== Excerpted text ==
In the states where we operate, the average age of state prisons ranges from approximately 30 years to 60 years. The state of Kansas has undertaken a procurement process for the development and ownership of a new 2,400-bed facility to replace the state's oldest prison facility. Proposals under this procurement were submitted in September with a contract decision expected during the fourth quarter.
Similarly, the state of Wisconsin has begun policy discussions to consider the development of a new facility to replace one of the state's oldest prison facilities located in the Green Bay area, as well as potentially additionally replacement facilities for some of the state's oldest prisons.
In Colorado, the Department of Corrections issued a solicitation for the leasing of 250 beds at existing private correctional facilities. Proposals for this procurement were submitted earlier this month, and we're currently awaiting the contract decision. Over the last couple of years, several other states including Michigan, Oklahoma, Alabama and others have discussed proposals for the use of existing private facilities or the development of new facilities to replace older, more costly facilities.
Moving to our Federal segment, we have enjoyed a three decade long partnership with the Federal government, and we currently provide services for the Bureau of Prisons, Immigration and Customs Enforcement, and the U.S. Marshals Service. In Texas, we're developing a new 1,000-bed ICE processing center in the Houston area, under a new 10-year contract we were awarded by ICE earlier this year. The new center is expected to cost approximately $120 million, and will be completed in October of 2018, with expected annualized revenues of $44 million.
As it relates to new opportunities, the BOP has two pending procurements for the housing of criminal alien populations. Under the CAR 19 procurement, the BOP expects to award up to 9,500 beds at existing facilities. The proposals were submitted in July and the BOP has begun touring the proposed facilities with the contract award decision expected in late 2018. Under the CAR 18 solicitation, the BOP is rebidding the management contract for the government-owned Taft, California, facility. We previously operated this facility between 1997 and 2007, and submitted our proposal in June to manage the facility under a new 10-year contract.
ICE has a pending procurement for the management of their government-owned 700-bed Florence, Arizona, processing center. Proposals were submitted in January, and we're currently awaiting an award decision. ICE also has a solicitation for secure transportation services in San Antonio, Texas. Proposals were submitted in January with an expected contract decision by the end of the year.
Finally, earlier this month ICE issued a request for information for facilities, which could be existing or new sites, to be located in the Detroit, Chicago, St. Paul and Salt Lake City areas. On a combined basis, these facilities are expected to have up to 3,000 beds.

(Excerpt from a dataset)
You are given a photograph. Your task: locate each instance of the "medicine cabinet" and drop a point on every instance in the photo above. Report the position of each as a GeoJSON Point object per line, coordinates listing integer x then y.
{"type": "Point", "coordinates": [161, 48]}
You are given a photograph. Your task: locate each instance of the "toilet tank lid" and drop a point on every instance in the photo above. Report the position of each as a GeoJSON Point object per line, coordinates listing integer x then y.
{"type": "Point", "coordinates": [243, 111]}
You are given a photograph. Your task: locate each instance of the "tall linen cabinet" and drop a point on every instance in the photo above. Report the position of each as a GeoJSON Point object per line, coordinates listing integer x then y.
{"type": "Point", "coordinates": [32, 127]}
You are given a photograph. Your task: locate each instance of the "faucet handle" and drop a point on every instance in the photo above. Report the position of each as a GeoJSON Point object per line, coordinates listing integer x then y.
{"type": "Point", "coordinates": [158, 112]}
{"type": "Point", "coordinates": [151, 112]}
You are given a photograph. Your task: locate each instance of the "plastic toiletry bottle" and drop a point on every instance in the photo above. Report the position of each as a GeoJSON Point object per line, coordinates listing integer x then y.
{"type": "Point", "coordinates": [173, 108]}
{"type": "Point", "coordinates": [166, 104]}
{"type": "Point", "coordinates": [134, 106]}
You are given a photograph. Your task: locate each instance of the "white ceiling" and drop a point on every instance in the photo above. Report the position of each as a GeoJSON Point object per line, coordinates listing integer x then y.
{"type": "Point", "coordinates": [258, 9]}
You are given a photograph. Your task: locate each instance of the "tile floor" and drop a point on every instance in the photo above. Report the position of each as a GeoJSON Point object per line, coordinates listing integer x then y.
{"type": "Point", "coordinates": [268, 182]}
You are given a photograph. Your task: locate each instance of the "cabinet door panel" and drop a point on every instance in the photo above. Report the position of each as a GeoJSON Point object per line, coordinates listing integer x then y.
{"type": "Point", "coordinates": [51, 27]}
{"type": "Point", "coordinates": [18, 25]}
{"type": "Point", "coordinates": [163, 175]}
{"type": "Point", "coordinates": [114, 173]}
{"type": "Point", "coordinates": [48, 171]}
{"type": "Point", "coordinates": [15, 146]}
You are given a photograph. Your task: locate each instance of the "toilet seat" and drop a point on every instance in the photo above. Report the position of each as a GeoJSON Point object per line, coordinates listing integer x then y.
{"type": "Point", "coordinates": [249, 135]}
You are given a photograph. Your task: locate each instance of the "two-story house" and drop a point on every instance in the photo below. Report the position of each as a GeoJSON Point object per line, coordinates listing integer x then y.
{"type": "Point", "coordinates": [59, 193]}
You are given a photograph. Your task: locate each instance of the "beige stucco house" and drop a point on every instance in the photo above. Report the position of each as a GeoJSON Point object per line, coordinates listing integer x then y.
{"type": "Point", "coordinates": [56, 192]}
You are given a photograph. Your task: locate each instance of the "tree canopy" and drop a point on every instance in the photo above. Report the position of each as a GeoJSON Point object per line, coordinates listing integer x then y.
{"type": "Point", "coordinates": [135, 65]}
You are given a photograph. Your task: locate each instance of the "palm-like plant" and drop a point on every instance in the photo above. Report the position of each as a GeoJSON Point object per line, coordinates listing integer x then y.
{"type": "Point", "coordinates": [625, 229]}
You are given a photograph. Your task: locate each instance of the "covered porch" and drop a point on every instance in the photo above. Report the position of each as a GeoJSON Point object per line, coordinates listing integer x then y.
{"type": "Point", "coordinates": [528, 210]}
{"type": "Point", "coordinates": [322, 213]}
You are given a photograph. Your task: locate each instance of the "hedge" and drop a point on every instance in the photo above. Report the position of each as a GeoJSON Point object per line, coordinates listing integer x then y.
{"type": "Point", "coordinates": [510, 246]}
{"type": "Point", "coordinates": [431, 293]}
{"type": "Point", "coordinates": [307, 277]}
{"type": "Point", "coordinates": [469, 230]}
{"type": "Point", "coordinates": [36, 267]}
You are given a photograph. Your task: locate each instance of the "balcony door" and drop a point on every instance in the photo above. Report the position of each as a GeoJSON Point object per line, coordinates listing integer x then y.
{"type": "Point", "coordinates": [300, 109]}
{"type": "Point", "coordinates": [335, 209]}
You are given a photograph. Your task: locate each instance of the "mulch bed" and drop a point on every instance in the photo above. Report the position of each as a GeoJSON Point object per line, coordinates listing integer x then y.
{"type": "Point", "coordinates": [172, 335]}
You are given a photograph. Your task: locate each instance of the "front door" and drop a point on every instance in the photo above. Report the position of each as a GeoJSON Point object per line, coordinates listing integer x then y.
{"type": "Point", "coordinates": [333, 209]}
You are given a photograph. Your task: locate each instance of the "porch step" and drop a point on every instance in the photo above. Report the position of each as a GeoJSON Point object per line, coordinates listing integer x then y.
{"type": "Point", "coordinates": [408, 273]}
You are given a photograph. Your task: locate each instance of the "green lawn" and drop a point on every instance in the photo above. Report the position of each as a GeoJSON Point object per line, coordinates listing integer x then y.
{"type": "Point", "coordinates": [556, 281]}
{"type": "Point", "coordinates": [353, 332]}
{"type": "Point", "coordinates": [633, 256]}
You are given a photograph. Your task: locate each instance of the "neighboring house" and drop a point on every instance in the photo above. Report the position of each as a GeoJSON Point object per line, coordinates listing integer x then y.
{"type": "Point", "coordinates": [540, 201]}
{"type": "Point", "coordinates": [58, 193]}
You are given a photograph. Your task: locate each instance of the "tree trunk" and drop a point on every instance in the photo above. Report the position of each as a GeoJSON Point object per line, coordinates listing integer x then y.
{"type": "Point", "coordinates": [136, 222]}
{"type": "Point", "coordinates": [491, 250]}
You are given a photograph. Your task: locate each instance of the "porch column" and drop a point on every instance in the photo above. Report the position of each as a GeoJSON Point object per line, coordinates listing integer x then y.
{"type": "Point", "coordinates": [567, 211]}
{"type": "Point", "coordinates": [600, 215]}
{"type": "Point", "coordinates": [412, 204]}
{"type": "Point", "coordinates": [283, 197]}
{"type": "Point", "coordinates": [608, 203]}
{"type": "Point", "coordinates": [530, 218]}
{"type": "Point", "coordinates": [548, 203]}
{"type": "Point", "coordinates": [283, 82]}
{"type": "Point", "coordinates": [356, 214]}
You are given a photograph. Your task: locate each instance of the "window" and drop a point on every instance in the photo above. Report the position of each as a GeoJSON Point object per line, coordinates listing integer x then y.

== Given instruction ==
Repeat the part of the prison contracts text between "ICE has a pending" and "of the year.", inclusive, word for word. These items were taken from a separate source.

== Output ==
ICE has a pending procurement for the management of their government-owned 700-bed Florence, Arizona, processing center. Proposals were submitted in January, and we're currently awaiting an award decision. ICE also has a solicitation for secure transportation services in San Antonio, Texas. Proposals were submitted in January with an expected contract decision by the end of the year.